Reading text: Begin

While I was in the hospital I missed a lot. My baby's 7th birthday, her first day in first grade, taking her to get her first pair of glasses, Halloween & trick-or-treating. The only holiday I didn't miss was Thanksgiving. John & Josie brought it to me. While I was gone my husband had heart attack # 7, which I didn't find out about until 3 months later. Turns out he was on the floor above me in CICU. And on September 11th, my mom passed away. She had been at my side every day since I was admitted. Proving, until the night she died, that a mother's love knows no limit. My daughter says that Mom asked God to take her instead of me because she needed me too much. I remember that there was so much Atavin in my system that I had no emotional reaction when they told me. Just another event that happened. I pleaded with my doctors to let me attend the funeral. I didn't really care about all the machines I was hooked up to. I just knew that I needed to be there. But it wasn't to be. There was no charming or bargaining my way out of that hospital.
I suppose that was the thing that kicked me in the butt & made me realize I had to start working twice as hard to improve & go home. Soon after, I had a trach put in & I stabilized enough to move to a regular room. Soon after that, I was admitted to Select for rehabilitation & to wean off the trach. That was the hardest & scariest time in my life. The therapists assured me that I would breathe on my own again & respiratory therapy wouldn't do me in. I did not agree! Once again Ativan became my best friend & helped me to overcome my fear so that I could do the work I needed to. Once the trach came out, I moved on to another rehab area & worked on building up my muscles & learning to walk again. I had a lot of work to do, John had told the doctors that I would be home for Christmas - no matter what. Talk about pressure - I had less than a month to undo what had been done over a 5 month period!
But I did it. I kicked butt & took names & pleasantly surprised the hell out of a lot of people. It would take another 5 months to get back to "normal", but I was home & that made all the difference. And I'm still improving, beating the odds that I wasn't supposed to. I'm in the home stretch to my second year in remission, which in itself is a miracle. Now I am dealing with the fallout from the chemo & radiation. Finding out the things they didn't tell me would happen - or I was too drugged up to understand. But the end result is worth it as long as my daughter has a mom to bug her everyday & my husband has a wife to make him smile.
Looking back, I think my experience was a test from God. To remind me of what was important that I forgot. To make me stop & appreciate my surroundings. To prove to myself that I am stronger & braver than I thought I could be. I think I passed.

Reading text: End
Given data: Begin

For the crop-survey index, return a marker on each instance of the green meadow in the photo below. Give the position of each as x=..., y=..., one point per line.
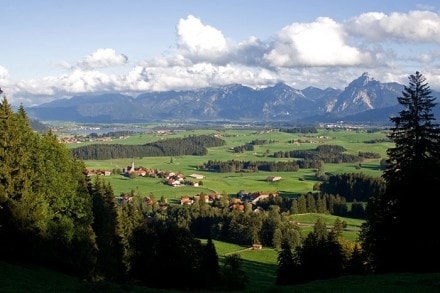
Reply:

Given data: End

From the account of the hospital stay and recovery, reproduce word for word the passage starting with "But I did it." and going on through "make him smile.".

But I did it. I kicked butt & took names & pleasantly surprised the hell out of a lot of people. It would take another 5 months to get back to "normal", but I was home & that made all the difference. And I'm still improving, beating the odds that I wasn't supposed to. I'm in the home stretch to my second year in remission, which in itself is a miracle. Now I am dealing with the fallout from the chemo & radiation. Finding out the things they didn't tell me would happen - or I was too drugged up to understand. But the end result is worth it as long as my daughter has a mom to bug her everyday & my husband has a wife to make him smile.